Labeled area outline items
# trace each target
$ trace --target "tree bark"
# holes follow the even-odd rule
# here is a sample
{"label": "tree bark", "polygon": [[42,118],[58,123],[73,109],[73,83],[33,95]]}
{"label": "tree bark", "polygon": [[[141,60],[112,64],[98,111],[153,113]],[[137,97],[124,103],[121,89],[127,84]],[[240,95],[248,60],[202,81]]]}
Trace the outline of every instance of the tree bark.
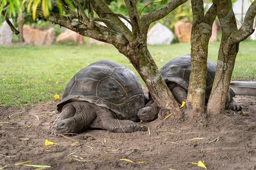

● Instructions for the task
Retype every line of the material above word for word, leaving out the picture.

● Answer for the task
# trace each target
$ trace --target "tree bark"
# holes follow the even-odd rule
# here is a sample
{"label": "tree bark", "polygon": [[42,118],[58,123],[73,109],[73,83],[33,95]]}
{"label": "tree bark", "polygon": [[[141,60],[112,64],[98,111],[153,113]],[[137,97],[124,103],[121,89],[127,84]],[[240,95],[248,60],[202,81]]]}
Trace the outline of every instance of the tree bark.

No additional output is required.